Copy the rows from the line containing "like [553, 157]." through the end of the rows, substituting "cement pillar" for "concrete column" and leaving the rest unchanged.

Dataset rows ->

****************************************

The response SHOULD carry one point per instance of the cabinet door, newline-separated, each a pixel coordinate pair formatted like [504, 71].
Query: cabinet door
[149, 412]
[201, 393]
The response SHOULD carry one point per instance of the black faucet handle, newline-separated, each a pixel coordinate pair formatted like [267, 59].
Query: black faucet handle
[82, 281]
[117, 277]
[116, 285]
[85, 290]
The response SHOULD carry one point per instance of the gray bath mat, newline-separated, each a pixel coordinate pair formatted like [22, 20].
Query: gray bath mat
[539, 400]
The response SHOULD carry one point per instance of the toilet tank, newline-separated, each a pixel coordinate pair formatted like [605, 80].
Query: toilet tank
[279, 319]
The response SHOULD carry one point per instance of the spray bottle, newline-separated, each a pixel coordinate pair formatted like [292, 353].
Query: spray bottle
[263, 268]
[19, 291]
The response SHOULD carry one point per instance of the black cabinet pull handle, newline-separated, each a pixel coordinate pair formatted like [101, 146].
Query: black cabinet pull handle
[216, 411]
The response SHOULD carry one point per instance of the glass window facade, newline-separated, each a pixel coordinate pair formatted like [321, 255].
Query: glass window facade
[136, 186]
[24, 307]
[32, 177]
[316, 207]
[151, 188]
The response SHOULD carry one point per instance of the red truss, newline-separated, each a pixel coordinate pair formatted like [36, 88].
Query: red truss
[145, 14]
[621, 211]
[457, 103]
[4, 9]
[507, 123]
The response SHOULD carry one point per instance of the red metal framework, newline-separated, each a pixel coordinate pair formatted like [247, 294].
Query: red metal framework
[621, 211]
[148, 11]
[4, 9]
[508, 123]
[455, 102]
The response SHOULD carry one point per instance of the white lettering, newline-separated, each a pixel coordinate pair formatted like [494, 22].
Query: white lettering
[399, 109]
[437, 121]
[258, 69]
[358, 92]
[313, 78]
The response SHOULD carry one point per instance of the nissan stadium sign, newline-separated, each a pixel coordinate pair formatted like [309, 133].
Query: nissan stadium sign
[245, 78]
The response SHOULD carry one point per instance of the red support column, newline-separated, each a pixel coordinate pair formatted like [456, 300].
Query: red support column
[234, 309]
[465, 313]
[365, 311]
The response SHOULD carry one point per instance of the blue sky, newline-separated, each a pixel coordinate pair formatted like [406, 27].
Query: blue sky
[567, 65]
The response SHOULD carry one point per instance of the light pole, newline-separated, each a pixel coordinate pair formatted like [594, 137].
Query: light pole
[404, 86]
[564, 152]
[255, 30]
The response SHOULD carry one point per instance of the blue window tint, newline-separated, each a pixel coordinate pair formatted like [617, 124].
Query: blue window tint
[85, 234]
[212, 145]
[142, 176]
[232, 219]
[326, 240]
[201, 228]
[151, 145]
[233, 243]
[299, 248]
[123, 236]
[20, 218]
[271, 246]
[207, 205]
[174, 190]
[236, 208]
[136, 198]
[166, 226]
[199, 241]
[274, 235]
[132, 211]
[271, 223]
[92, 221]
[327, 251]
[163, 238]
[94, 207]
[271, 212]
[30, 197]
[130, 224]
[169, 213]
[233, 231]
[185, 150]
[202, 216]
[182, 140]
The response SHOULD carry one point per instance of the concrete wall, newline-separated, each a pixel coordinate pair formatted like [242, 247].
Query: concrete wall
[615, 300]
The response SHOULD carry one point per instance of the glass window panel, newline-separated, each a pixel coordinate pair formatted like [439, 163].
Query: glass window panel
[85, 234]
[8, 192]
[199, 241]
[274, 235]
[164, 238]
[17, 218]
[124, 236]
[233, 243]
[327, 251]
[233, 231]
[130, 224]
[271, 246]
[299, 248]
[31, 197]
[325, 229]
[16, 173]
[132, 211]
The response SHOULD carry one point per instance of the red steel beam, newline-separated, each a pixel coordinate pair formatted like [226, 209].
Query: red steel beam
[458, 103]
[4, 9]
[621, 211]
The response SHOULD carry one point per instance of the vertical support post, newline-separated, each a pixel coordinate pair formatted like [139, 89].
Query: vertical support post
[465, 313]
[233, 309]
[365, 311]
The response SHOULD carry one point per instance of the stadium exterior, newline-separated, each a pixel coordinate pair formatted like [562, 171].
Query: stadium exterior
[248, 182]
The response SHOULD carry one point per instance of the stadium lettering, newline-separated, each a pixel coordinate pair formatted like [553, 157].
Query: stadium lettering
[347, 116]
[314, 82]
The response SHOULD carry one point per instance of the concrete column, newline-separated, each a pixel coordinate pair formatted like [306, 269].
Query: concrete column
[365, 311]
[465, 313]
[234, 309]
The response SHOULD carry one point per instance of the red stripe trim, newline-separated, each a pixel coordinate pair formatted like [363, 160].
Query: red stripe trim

****************************************

WRITTEN RESPONSE ->
The response SHOULD carry one point per instance of the stadium lettering, newline-separated, each a pixel coordinate pair formatted like [553, 157].
Query: stadium lettering
[347, 116]
[314, 82]
The response SHOULD carry one point per instance of the cement pillar, newline-separated, each a pixel coordinate pair formatted like [306, 269].
Query: cement pillar
[365, 311]
[465, 313]
[234, 309]
The response SHOULD carry one point per instance of the red stripe trim, newline-separated, each a pixel coordinate pair formatted like [363, 160].
Query: red stripe trim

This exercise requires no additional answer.